> _TEXT PASSAGE_:
Four Steps A Scientist Says Wineries Can Take To Shrink Carbon Footprint

Interested in the impact of winemaking on the environment?

Dr. Mark Falinski of Finch, a company that aims to help simplify sustainability, said winemaking wasn’t in and of itself particularly tough on the environment, but suggested wineries could take steps in other areas to become greener.

“When it comes to decreasing the climate impacts of each bottle of wine, depending on which study you look at, only about 11-12% of the carbon footprint of any wine actually comes from making the wine itself — crushing, bottling, and letting the wine mature,” Falinski said. “According to one study, bottling wine makes up a plurality of the carbon footprint (33%), while energy from fermentation and the actual process of grape growing both take up a larger share of the carbon footprint than energy in other stages of production.”

> _DATA_:
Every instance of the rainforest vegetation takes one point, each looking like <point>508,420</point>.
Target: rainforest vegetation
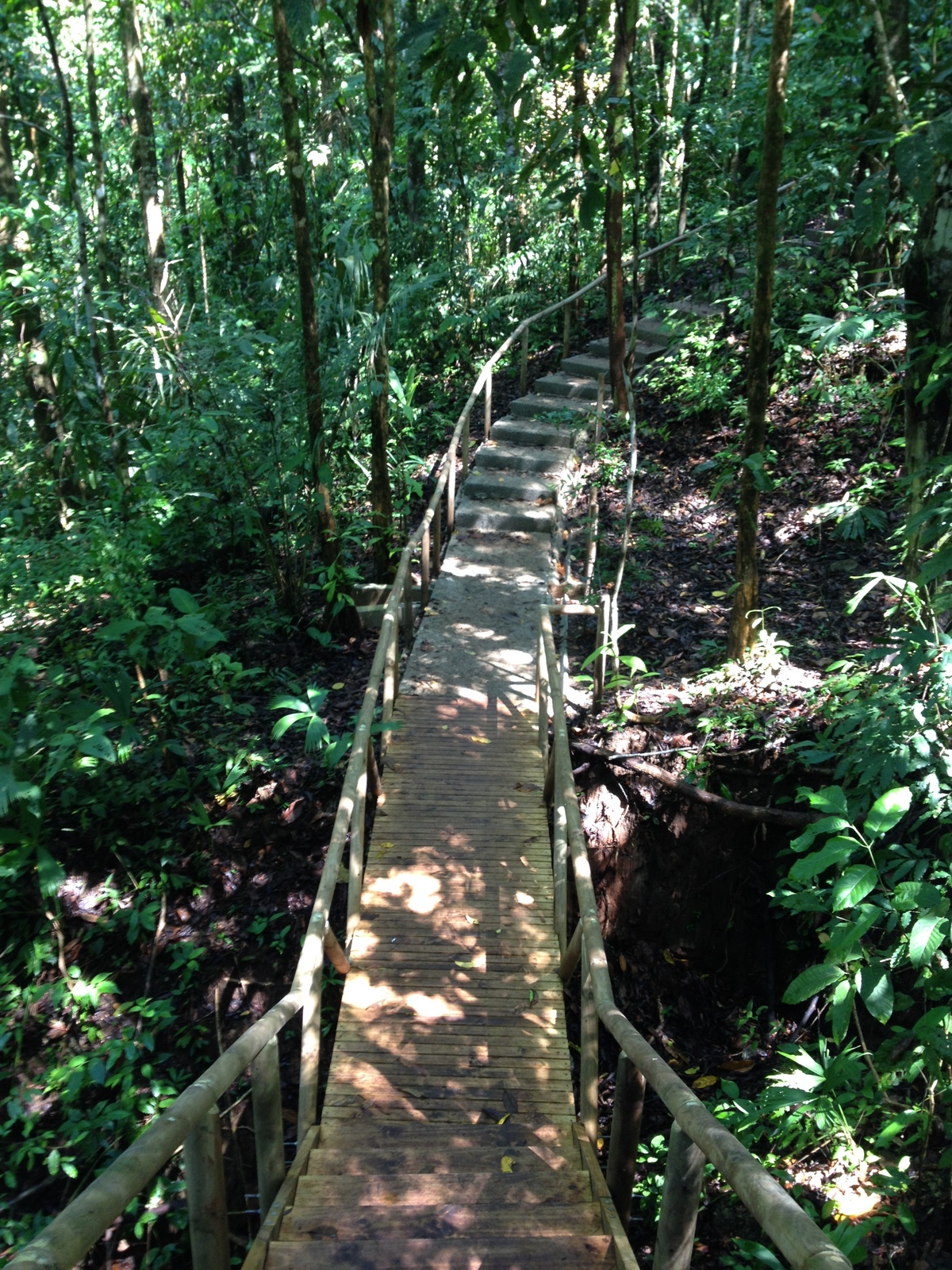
<point>253,254</point>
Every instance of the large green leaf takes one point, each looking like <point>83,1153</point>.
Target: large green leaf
<point>876,991</point>
<point>812,982</point>
<point>888,812</point>
<point>926,937</point>
<point>854,886</point>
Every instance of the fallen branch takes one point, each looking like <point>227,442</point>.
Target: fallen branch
<point>727,806</point>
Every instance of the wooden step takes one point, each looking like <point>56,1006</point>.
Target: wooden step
<point>450,1222</point>
<point>470,1187</point>
<point>429,1159</point>
<point>565,1253</point>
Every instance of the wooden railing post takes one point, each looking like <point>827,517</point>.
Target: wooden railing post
<point>451,492</point>
<point>205,1184</point>
<point>588,1045</point>
<point>681,1198</point>
<point>270,1124</point>
<point>437,537</point>
<point>626,1132</point>
<point>310,1049</point>
<point>425,569</point>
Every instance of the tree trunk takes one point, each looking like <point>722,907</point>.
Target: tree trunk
<point>747,595</point>
<point>928,292</point>
<point>144,159</point>
<point>25,314</point>
<point>117,446</point>
<point>310,346</point>
<point>376,18</point>
<point>95,135</point>
<point>626,17</point>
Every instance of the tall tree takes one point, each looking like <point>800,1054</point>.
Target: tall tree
<point>310,342</point>
<point>747,595</point>
<point>144,158</point>
<point>378,29</point>
<point>626,17</point>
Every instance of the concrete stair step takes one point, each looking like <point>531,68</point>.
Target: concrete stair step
<point>508,486</point>
<point>537,403</point>
<point>532,433</point>
<point>497,455</point>
<point>505,518</point>
<point>569,387</point>
<point>562,1253</point>
<point>585,366</point>
<point>644,352</point>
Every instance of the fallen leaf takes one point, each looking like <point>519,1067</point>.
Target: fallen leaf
<point>704,1083</point>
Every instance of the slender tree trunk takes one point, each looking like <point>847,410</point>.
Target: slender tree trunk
<point>144,158</point>
<point>310,346</point>
<point>95,135</point>
<point>376,18</point>
<point>25,314</point>
<point>626,17</point>
<point>117,448</point>
<point>928,292</point>
<point>747,595</point>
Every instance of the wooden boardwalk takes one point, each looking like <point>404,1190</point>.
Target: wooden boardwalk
<point>448,1133</point>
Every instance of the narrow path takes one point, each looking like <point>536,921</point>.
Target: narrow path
<point>448,1134</point>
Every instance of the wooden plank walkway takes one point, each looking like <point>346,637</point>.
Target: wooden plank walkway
<point>448,1133</point>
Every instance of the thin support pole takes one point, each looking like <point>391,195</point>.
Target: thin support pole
<point>437,539</point>
<point>205,1183</point>
<point>270,1124</point>
<point>390,683</point>
<point>451,492</point>
<point>310,1049</point>
<point>355,882</point>
<point>681,1199</point>
<point>425,569</point>
<point>588,1079</point>
<point>626,1132</point>
<point>560,873</point>
<point>409,607</point>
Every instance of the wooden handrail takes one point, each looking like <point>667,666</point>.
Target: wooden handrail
<point>799,1238</point>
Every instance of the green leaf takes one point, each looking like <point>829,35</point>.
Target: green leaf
<point>888,812</point>
<point>812,982</point>
<point>924,939</point>
<point>854,886</point>
<point>876,991</point>
<point>833,852</point>
<point>843,996</point>
<point>183,601</point>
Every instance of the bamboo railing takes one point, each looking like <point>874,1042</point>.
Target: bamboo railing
<point>696,1134</point>
<point>192,1123</point>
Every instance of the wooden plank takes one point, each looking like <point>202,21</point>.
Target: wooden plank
<point>418,1189</point>
<point>457,1222</point>
<point>578,1253</point>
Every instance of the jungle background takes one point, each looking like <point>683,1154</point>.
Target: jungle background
<point>253,257</point>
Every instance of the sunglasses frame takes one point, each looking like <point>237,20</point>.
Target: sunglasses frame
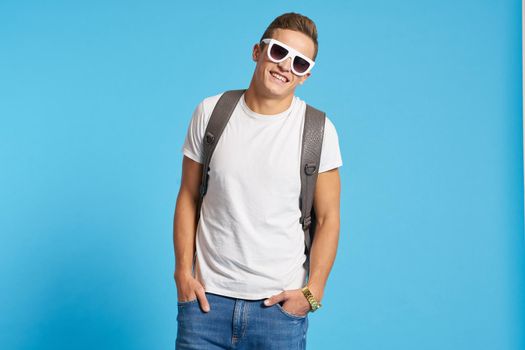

> _TASKS TO COMPLETE_:
(1) For each statement, say whether it agrees with the passage on winery carbon footprints, and answer yes or no with the deciding words of the passage quoted exactly. (a) Falinski works for a company that aims to help simplify sustainability. (b) Making the wine itself accounts for most of a wine's carbon footprint. (c) According to one study, bottling makes up a plurality of a wine's carbon footprint.
(2) Write the next part of the passage on winery carbon footprints, beginning after its final sentence.
The rows come from a separate source.

> _RESPONSES FOR EACH TASK_:
(1)
(a) Yes: "Dr. Mark Falinski of Finch, a company that aims to help simplify sustainability"
(b) No: "only about 11-12% of the carbon footprint of any wine actually comes from making the wine itself"
(c) Yes: "bottling wine makes up a plurality of the carbon footprint (33%)"

(2)
Falinski offered four steps wineries looking to reduce their carbon footprint can take:

Make canned wine or bag-in-box wine instead of bottled wine: “Bag-in-box packaging has an embodied carbon footprint that is three to five times smaller per drink than that of glass bottles, while cans are lighter, easier to transport (which lowers emissions from transportation), and require far less energy during production than glass bottles, making them also the more climate-friendly choice than bottles,” Falinski explained. “Additionally, using bottles of lighter/thinner glass, or reusing bottles (which is significantly more climate-friendly than recycling them) are sure-fire ways to decrease the wine’s carbon footprint, even if it won’t decrease it by as much as switching packaging altogether.”

Make more red wines: “While both tend to have the same carbon footprint, producing white wine leads to higher levels of raw material depletion and contributes nearly three times as many pollutants towards eutrophication. Producing only red wine isn’t necessarily the answer, but this is something worth keeping in mind,” Falinski said. 

Eutrophication is the process by which nutrients found in manure, like nitrogen and phosphorus, are used to grow grapes and then get carried away by rain, groundwater, or in other forms of agricultural runoff.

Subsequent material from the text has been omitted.